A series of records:
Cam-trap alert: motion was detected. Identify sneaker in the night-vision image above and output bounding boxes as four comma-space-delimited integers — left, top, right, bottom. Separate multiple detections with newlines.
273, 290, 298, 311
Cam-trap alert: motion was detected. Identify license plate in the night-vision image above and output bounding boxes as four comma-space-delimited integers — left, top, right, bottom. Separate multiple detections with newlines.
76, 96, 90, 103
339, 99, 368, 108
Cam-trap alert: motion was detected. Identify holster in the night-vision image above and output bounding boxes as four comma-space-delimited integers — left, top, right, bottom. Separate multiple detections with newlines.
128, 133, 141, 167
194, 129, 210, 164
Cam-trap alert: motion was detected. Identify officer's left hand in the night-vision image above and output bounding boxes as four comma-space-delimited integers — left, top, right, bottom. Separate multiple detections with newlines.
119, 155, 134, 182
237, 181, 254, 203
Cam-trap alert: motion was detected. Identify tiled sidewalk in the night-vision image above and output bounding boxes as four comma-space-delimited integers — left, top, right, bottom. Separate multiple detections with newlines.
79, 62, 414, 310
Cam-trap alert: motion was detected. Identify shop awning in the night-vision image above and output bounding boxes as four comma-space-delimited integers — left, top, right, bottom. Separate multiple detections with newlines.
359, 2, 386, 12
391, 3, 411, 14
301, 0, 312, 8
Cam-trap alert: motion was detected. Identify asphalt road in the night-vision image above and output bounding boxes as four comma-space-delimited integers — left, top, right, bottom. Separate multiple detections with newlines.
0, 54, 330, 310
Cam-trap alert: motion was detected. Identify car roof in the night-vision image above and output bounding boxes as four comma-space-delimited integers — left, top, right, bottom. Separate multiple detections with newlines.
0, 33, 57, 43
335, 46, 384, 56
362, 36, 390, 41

» Short task
Rewrite all the records above as a JSON list of strings with one string per line, omitting any blank lines.

» Result
[
  "Cam-trap alert: motion was detected. Identify sneaker in the night-vision image above and output bounding boxes as four comma-space-delimited integers — left, top, right, bottom. Separate multiple detections with newlines.",
  "273, 290, 298, 311",
  "Cam-trap alert: motion was detected. Identify license plate in the night-vision image above and output bounding boxes as four comma-space-delimited integers — left, top, right, bottom. Separate multiple detections with newlines.",
  "76, 96, 90, 103",
  "339, 99, 368, 108",
  "Cam-trap alert: motion was detected. Identify holster in the night-vision image above and output bounding boxes as four comma-space-delimited integers — left, top, right, bottom. Separate multiple detections with newlines.",
  "128, 133, 141, 167",
  "194, 129, 210, 164",
  "Cam-trap alert: motion was detected. Identify officer's left hand in the night-vision image above and output bounding boxes as four comma-space-delimited integers — left, top, right, bottom. Separate multiple detections with newlines.",
  "119, 155, 134, 182",
  "237, 181, 254, 203",
  "Cam-trap alert: motion was detected. Identify tiled sidewalk in the night-vision image above and output bounding boxes as four comma-space-delimited integers — left, top, right, bottom. Separate multiple detections with newlines.",
  "79, 62, 414, 310",
  "Cam-trap alert: motion was detected. Identify shop awning in the night-vision image above and output bounding boxes as four comma-space-delimited integers — left, top, right, bottom. Separate multiple detections with newlines.",
  "359, 2, 386, 12",
  "391, 3, 411, 14",
  "301, 0, 312, 8",
  "Cam-trap alert: motion was detected. Identify asphalt road in the night-vision image above and output bounding boxes as four comma-space-delimited integers — left, top, right, bottom. Separate multiple detections with newlines.",
  "0, 54, 330, 310",
  "Cam-trap alert: motion was detected. Identify car roof in the night-vision image above and output bounding boxes as four comma-space-delimited integers — left, top, right, bottom. Separate multiple detections with newlines.",
  "0, 33, 57, 43",
  "335, 46, 384, 56",
  "362, 36, 390, 41"
]